Excerpted data –
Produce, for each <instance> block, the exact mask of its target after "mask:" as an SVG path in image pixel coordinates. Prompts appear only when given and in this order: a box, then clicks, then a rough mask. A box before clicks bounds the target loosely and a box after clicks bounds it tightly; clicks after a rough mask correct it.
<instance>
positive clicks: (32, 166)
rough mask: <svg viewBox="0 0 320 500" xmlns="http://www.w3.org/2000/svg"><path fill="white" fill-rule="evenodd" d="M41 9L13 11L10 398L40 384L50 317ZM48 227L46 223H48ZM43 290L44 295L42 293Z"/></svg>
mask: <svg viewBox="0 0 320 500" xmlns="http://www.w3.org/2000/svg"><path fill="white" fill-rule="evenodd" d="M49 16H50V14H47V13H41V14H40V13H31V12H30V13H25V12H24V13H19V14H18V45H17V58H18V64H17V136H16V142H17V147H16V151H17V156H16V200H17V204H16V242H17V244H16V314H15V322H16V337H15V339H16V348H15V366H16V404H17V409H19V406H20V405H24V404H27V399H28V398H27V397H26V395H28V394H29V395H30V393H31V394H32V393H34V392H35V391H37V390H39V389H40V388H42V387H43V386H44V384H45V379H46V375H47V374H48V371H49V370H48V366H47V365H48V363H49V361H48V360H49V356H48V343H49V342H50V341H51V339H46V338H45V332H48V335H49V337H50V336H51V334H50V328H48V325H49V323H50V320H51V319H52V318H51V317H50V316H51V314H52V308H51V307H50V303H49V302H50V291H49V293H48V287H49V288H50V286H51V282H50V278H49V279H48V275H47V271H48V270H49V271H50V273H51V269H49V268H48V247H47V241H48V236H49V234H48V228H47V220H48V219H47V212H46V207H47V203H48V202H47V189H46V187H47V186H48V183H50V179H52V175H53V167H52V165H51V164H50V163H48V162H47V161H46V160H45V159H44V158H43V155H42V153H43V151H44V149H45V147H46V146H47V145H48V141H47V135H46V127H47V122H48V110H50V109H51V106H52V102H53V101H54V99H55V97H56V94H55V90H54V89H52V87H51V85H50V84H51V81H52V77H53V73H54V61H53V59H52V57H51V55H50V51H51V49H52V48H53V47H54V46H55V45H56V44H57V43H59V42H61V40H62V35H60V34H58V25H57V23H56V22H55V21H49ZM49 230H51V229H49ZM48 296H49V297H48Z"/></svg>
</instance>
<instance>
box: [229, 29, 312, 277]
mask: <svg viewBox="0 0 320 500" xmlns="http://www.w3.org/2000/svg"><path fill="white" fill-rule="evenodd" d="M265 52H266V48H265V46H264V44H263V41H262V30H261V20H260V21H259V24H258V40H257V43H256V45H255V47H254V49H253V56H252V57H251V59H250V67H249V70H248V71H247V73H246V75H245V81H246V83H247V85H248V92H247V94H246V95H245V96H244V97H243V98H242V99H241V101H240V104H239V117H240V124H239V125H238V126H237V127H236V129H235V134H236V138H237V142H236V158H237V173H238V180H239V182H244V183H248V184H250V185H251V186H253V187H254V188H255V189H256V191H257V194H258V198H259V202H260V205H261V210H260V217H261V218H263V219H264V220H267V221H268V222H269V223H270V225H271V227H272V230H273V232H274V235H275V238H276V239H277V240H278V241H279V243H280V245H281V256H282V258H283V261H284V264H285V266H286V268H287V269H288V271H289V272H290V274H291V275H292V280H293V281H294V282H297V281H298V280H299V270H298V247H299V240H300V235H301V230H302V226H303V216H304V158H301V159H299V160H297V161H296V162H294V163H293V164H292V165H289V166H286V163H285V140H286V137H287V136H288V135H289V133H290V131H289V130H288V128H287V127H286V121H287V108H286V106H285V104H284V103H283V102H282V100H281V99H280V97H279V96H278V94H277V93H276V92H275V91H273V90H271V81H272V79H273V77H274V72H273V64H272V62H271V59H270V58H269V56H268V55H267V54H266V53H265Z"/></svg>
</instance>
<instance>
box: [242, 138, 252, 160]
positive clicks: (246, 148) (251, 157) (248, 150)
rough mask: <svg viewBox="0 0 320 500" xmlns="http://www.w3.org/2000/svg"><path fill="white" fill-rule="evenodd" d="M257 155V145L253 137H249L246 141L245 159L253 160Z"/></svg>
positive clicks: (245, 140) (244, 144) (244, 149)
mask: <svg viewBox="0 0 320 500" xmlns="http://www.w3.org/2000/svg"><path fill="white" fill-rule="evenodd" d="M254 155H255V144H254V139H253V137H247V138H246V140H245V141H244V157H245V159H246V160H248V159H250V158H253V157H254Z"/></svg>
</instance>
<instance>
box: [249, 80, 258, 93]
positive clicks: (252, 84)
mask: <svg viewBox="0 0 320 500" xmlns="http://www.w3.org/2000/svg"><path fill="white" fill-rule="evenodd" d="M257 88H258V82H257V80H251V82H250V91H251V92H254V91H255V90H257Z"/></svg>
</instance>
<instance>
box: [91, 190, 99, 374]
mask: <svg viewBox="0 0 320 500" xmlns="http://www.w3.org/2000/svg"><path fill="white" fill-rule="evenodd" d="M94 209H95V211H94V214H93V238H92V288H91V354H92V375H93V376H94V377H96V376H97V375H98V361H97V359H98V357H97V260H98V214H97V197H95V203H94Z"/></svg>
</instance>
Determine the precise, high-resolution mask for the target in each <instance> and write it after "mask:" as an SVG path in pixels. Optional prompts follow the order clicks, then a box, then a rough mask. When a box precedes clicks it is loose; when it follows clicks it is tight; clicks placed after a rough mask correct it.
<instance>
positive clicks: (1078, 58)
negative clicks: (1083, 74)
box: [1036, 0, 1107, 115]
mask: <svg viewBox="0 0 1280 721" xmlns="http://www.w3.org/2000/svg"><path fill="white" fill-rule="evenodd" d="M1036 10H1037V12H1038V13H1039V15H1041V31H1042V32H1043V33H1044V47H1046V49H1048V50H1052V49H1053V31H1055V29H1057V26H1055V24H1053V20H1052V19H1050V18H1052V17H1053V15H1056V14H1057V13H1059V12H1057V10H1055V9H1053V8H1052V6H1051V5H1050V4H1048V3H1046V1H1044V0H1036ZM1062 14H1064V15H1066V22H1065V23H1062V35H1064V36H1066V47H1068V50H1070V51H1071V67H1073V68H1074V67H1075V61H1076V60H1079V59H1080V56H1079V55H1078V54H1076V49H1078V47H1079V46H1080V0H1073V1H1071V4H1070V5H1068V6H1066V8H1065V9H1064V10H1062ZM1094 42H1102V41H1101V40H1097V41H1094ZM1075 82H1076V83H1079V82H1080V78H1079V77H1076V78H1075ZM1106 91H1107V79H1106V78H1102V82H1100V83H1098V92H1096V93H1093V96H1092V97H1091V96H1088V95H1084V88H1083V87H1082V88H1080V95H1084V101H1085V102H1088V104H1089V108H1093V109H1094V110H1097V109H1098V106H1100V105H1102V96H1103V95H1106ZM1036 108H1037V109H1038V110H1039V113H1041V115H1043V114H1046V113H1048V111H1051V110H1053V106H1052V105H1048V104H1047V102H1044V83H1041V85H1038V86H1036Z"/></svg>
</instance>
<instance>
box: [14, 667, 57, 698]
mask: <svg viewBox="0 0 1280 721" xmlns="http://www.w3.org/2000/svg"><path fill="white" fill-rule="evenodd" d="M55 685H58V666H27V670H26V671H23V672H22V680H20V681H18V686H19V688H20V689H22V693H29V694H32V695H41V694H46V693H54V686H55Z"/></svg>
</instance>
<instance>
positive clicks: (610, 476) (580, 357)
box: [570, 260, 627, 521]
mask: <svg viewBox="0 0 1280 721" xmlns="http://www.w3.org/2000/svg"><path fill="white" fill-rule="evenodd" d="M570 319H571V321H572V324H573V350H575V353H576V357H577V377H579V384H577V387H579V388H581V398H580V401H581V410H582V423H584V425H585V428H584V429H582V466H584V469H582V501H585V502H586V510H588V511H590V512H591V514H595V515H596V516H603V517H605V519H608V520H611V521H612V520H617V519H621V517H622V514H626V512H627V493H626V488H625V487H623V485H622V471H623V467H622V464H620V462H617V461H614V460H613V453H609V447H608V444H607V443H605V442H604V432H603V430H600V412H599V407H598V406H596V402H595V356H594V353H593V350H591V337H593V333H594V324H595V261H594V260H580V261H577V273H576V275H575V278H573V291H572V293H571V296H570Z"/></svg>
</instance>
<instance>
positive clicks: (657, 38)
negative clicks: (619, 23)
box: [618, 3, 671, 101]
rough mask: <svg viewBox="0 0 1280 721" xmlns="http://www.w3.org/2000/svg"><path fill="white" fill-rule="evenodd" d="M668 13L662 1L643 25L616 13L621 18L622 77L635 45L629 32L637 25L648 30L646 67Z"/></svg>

Exercise aim – Write out the listing again from its first line through the line containing "positive clicks: (32, 166)", switching every "rough mask" to "coarse mask" and leaving all else unchanged.

Solved exercise –
Produce, for each <instance> block, the exact mask of its target after "mask:" as an SVG path in image pixel coordinates. Prompts appear only when given and in this order: a box, then clicks, then a coarse mask. A box before clicks bounds the target loosely and a box after clicks bounds it tightly; clicks after a coarse mask correct it.
<instance>
positive clicks: (32, 166)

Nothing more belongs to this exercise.